▶ GOALS:
1. According to the immigration transcript, how many undocumented immigrants did authorities say were arrested in the week-long raids in the Los Angeles area?
2. Write out the part of the immigration transcript that runs from "AMY GOODMAN: Well, a" up to and including "you so much.", word for word.

▶ READING PASSAGE:

JUAN GONZALEZ: President Bush renewed his call for immigration reform during his State of the Union address Tuesday. The president’s proposal echoed many of his earlier initiatives for an immigration overhaul.

PRESIDENT GEORGE W. BUSH: Extending hope and opportunity in our country requires an immigration system worthy of America, with laws that are fair and borders that are secure. When laws and borders are routinely violated, this harms the interests of our country. To secure our border, we’re doubling the size of the Border Patrol and funding new infrastructure and technology.

Yet even with all these steps, we cannot fully secure the border unless we take pressure off the border, and that requires a temporary worker program. We should establish a legal and orderly path for foreign workers to enter our country to work on a temporary basis. As a result, they won’t have to try to sneak in, and that will leave border agents free to chase down drug smugglers and criminals and terrorists. We’ll enforce our immigration laws at the work site and give employers the tools to verify the legal status of their workers, so there’s no excuse left for violating the law.

We need to uphold the great tradition of the melting pot that welcomes and assimilates new arrivals. We need to resolve the status of the illegal immigrants who are already in our country without animosity and without amnesty.

JUAN GONZALEZ: The president’s State of the Union address came on the same day federal officials announced the results of one of the biggest immigration sweeps in U.S. history. Authorities said over 760 undocumented immigrants were arrested in a week-long series of raids in the Los Angeles metropolitan area. More than 450 of them have already been deported.

AMY GOODMAN: Well, a new book documents the hidden human struggles behind the immigration debate and exposes how big business has been a driving force in setting immigration policy. It’s called Targeted: Homeland Security and the Business of Immigration. Deepa Fernandes is the author. She is a producer at WBAI, Pacifica Radio, does the popular morning show, Wakeup Call, and joins us now here in New York, just down the street from WBAI. It’s great to have you with us, Deepa.

DEEPA FERNANDES: Amy, Juan, thank you so much.

AMY GOODMAN: And congratulations on this, your first book.

DEEPA FERNANDES: Thank you.

AMY GOODMAN: You’ve also just returned from New Orleans. How does that connect to your story about immigration?

DEEPA FERNANDES: Well, it’s very interesting, actually, that the president is talking about a guest worker program. And, of course, we only ever hear a sound bite about a guest worker program, which the right is very quick to call an amnesty program and immigrant rights advocates are very quick to say it’s the furthest thing from it. Well, what I found in New Orleans is what I believe is kind of a Petri dish, a testing ground for what this guest worker program will look like. And from all the immigration research and being in prisons, going to Haiti, seeing the front lines of what immigrants are going through under U.S. immigration policy, my last few trips to New Orleans have been truly shocking to see how the H-2B visa program, which is a low-skilled work program, how that is actually being implemented. And that is what Bush means when he says a guest worker program.

▶ LISTING:
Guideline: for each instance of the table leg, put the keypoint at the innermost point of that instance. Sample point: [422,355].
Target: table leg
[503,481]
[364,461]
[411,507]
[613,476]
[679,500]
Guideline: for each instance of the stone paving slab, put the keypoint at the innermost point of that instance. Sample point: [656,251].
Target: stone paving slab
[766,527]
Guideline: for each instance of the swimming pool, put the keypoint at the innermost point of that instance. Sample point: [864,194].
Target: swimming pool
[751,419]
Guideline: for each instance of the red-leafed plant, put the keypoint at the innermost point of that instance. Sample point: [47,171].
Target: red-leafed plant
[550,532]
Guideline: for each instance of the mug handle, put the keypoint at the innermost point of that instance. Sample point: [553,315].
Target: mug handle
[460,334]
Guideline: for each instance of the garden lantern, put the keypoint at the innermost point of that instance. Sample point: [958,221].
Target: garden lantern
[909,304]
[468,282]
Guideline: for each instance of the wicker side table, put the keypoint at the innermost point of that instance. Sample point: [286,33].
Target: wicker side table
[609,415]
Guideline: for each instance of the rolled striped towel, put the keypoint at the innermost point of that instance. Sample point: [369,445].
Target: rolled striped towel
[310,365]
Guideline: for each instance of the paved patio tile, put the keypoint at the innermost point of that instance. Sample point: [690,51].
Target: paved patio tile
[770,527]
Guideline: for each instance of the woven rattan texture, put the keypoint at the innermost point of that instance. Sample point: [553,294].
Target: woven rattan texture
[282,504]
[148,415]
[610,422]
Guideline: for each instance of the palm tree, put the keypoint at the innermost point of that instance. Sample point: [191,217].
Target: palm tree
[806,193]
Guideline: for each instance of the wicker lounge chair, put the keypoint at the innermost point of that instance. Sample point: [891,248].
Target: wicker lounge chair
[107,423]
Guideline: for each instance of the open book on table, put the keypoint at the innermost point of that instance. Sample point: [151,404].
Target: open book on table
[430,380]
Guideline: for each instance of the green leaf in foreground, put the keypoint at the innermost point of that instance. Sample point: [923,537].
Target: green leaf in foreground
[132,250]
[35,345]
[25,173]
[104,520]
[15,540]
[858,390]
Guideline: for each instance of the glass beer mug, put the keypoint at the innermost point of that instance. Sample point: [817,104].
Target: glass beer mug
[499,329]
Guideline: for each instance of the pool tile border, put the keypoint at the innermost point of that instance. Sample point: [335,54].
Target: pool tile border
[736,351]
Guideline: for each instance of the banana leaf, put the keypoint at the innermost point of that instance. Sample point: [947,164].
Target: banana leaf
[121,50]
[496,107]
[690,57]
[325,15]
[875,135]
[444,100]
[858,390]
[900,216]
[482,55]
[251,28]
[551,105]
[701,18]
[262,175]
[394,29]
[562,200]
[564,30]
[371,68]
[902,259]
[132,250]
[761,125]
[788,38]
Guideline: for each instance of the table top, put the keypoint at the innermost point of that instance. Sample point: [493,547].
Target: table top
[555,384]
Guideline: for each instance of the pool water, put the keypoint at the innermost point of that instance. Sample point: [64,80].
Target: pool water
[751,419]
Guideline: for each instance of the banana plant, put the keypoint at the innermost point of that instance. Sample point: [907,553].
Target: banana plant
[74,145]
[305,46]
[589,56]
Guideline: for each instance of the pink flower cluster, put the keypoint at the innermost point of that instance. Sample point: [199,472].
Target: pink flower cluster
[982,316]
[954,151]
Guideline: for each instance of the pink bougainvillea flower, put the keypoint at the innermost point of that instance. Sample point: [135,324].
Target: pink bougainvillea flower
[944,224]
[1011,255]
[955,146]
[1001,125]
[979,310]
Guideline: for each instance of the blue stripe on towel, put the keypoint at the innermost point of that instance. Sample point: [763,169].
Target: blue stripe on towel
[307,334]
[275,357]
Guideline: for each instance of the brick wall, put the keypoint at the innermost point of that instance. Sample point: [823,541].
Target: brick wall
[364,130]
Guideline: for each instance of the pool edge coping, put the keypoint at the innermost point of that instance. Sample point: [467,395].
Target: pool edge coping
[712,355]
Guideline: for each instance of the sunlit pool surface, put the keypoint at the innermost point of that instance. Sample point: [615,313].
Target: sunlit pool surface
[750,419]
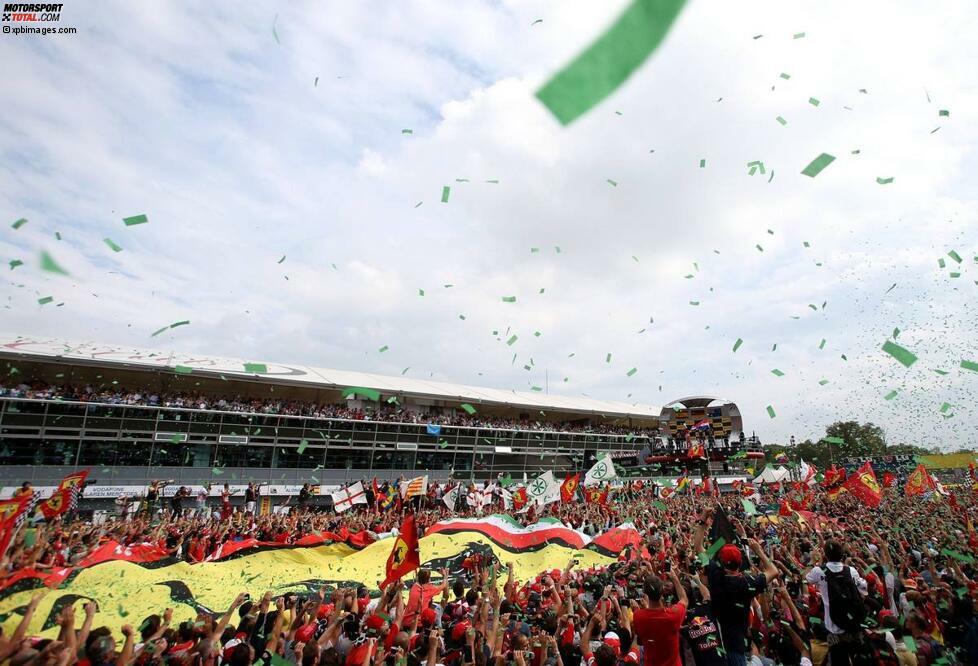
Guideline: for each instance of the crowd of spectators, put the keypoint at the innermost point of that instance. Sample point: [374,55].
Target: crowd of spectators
[109,394]
[893,585]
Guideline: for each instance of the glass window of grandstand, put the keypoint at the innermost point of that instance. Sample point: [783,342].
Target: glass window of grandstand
[393,459]
[288,457]
[137,421]
[347,458]
[243,455]
[436,460]
[110,453]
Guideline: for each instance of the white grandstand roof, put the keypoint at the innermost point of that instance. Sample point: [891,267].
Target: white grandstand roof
[89,353]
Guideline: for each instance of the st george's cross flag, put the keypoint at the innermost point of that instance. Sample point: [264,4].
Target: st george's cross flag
[345,498]
[603,470]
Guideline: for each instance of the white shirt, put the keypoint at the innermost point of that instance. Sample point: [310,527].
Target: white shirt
[817,576]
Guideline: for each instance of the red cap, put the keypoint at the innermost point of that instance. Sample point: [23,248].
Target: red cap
[374,623]
[458,631]
[305,632]
[730,554]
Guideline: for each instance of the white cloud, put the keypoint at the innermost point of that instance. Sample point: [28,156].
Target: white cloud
[196,116]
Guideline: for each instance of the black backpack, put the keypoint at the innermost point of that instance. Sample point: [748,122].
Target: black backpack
[846,607]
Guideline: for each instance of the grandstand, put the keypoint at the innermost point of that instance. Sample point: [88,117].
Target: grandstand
[132,415]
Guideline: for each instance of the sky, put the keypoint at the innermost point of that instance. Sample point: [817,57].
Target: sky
[292,218]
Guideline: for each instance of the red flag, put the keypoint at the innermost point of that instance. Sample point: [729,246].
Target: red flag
[10,511]
[595,495]
[568,489]
[57,504]
[404,557]
[919,482]
[863,485]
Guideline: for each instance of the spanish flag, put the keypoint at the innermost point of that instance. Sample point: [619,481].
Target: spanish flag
[404,557]
[919,482]
[863,485]
[568,489]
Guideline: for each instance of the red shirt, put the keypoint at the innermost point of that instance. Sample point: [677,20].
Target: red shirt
[658,630]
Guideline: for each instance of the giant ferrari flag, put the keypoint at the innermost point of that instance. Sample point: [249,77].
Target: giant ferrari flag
[404,557]
[863,485]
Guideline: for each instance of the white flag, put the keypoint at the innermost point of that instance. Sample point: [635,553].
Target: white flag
[451,497]
[807,473]
[544,489]
[345,498]
[601,471]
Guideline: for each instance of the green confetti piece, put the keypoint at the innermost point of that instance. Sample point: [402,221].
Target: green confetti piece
[904,356]
[134,220]
[609,60]
[369,394]
[816,166]
[50,265]
[715,548]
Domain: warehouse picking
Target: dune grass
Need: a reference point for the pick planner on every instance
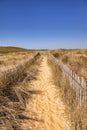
(78, 115)
(14, 92)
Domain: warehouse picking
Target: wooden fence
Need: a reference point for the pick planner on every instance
(76, 82)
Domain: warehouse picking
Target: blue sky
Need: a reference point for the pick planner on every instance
(43, 24)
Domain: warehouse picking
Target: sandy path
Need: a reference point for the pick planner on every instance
(45, 109)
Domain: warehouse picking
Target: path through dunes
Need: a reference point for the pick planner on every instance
(45, 109)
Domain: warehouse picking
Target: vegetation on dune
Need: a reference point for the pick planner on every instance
(76, 60)
(11, 49)
(14, 94)
(77, 114)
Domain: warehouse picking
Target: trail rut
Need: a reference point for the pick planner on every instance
(45, 109)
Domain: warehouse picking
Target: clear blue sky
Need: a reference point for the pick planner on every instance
(48, 24)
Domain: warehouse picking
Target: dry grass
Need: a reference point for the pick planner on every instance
(76, 60)
(77, 114)
(14, 92)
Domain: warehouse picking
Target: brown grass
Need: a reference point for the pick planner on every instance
(15, 92)
(77, 114)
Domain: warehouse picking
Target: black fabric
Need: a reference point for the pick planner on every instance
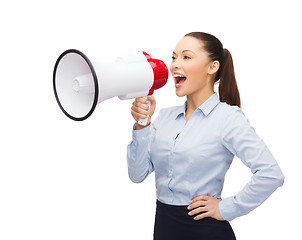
(174, 223)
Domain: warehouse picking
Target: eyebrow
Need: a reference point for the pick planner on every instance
(185, 51)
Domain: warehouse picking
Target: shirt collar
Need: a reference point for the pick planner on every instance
(206, 107)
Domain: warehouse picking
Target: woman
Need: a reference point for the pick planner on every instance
(191, 147)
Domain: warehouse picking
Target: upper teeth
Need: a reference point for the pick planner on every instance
(178, 75)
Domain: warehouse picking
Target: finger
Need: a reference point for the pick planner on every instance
(197, 210)
(197, 204)
(201, 197)
(141, 105)
(201, 216)
(141, 100)
(137, 115)
(140, 110)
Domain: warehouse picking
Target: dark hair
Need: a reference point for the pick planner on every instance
(228, 89)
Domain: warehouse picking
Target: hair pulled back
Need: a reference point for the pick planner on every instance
(228, 89)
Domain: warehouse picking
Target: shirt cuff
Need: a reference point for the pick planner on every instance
(138, 135)
(228, 209)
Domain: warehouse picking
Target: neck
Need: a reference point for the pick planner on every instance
(196, 99)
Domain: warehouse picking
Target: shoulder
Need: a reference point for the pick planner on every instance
(171, 111)
(226, 111)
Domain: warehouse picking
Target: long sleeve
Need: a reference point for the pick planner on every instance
(138, 153)
(239, 137)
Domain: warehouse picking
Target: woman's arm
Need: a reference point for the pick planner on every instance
(138, 151)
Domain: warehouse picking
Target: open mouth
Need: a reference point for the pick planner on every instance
(179, 79)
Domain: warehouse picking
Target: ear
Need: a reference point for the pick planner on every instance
(213, 67)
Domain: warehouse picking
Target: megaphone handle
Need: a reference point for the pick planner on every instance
(143, 122)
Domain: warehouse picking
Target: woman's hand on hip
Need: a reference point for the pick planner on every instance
(207, 207)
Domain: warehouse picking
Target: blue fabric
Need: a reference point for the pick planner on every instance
(191, 159)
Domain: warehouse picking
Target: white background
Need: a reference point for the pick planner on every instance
(61, 179)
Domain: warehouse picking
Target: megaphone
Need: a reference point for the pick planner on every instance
(79, 85)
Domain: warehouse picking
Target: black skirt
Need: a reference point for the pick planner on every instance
(174, 223)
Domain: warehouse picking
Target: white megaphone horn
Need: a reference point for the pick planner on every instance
(80, 85)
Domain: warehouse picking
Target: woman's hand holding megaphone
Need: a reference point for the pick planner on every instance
(140, 110)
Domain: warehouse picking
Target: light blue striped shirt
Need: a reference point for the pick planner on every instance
(192, 159)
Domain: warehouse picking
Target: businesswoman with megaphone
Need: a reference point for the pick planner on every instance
(191, 147)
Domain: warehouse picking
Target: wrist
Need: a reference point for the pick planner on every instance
(139, 127)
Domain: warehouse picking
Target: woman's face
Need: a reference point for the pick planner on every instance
(190, 67)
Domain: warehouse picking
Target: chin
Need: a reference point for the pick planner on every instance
(180, 93)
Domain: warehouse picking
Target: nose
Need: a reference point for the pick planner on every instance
(175, 64)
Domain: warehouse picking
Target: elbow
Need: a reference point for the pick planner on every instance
(280, 180)
(135, 178)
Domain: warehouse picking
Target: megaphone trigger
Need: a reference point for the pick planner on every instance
(144, 121)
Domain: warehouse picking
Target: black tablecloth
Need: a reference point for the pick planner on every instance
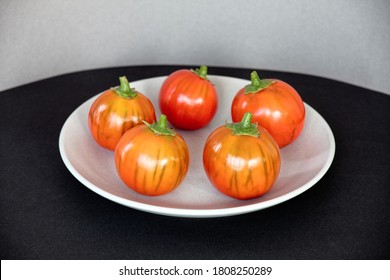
(45, 213)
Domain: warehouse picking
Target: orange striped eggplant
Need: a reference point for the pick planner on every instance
(275, 105)
(188, 98)
(152, 159)
(241, 160)
(117, 110)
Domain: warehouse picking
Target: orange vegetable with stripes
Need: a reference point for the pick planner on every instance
(116, 111)
(188, 98)
(152, 159)
(274, 104)
(241, 159)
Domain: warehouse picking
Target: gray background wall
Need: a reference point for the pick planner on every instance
(345, 40)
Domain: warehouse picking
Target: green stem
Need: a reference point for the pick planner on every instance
(160, 127)
(201, 72)
(245, 127)
(257, 84)
(124, 90)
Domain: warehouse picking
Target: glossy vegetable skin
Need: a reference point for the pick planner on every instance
(188, 99)
(117, 110)
(241, 160)
(275, 105)
(152, 159)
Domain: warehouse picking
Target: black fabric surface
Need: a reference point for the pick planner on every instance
(45, 213)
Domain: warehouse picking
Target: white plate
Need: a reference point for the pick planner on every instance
(303, 163)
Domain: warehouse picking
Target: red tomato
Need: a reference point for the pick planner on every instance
(275, 105)
(152, 159)
(117, 110)
(188, 98)
(241, 159)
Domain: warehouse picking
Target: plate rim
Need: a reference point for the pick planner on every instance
(188, 212)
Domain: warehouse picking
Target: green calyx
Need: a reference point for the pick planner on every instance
(160, 127)
(257, 84)
(124, 90)
(201, 72)
(245, 127)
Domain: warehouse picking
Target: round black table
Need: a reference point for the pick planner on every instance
(45, 213)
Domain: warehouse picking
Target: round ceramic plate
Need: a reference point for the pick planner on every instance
(304, 162)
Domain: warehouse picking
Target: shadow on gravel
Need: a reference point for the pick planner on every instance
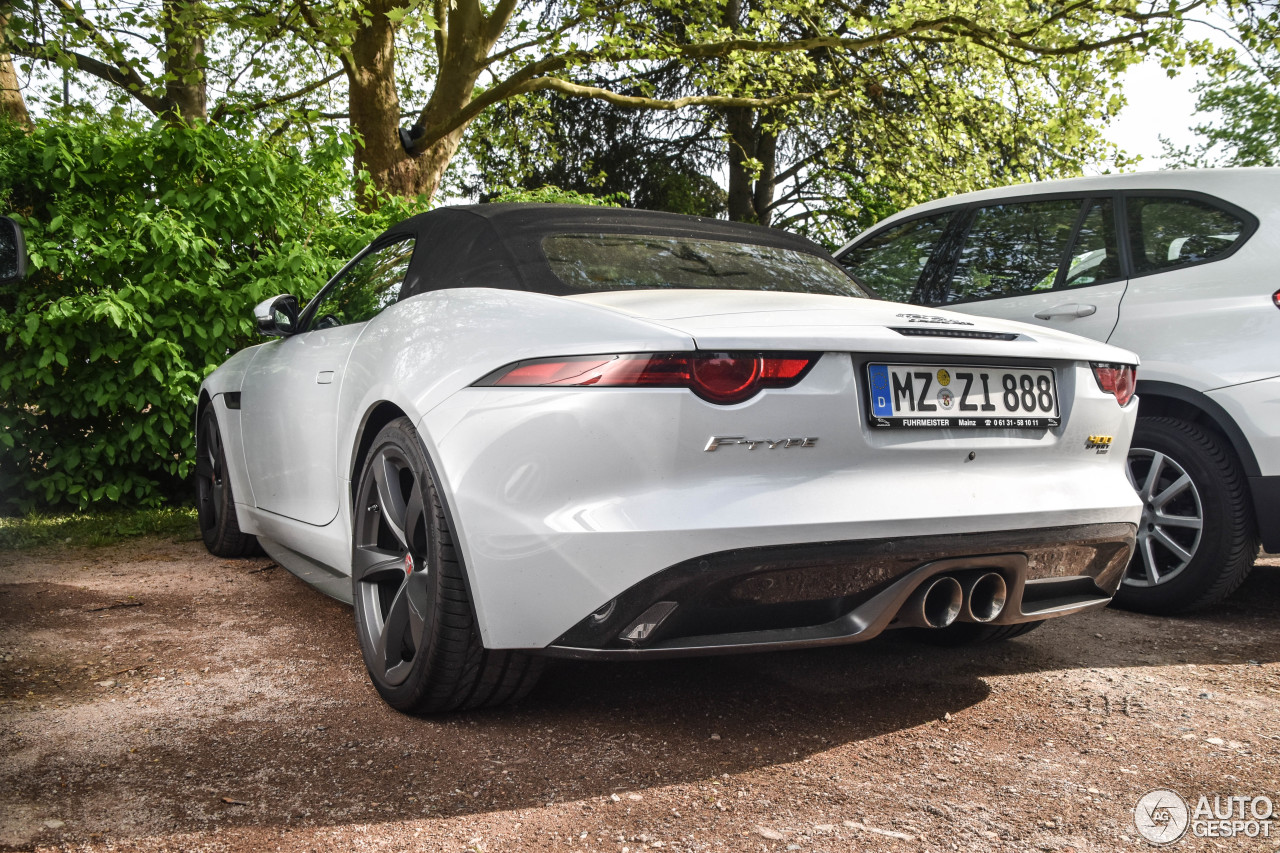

▶ ANSWERS TO THE EXERCISE:
1. Over 760.

2.
AMY GOODMAN: Well, a new book documents the hidden human struggles behind the immigration debate and exposes how big business has been a driving force in setting immigration policy. It’s called Targeted: Homeland Security and the Business of Immigration. Deepa Fernandes is the author. She is a producer at WBAI, Pacifica Radio, does the popular morning show, Wakeup Call, and joins us now here in New York, just down the street from WBAI. It’s great to have you with us, Deepa.

DEEPA FERNANDES: Amy, Juan, thank you so much.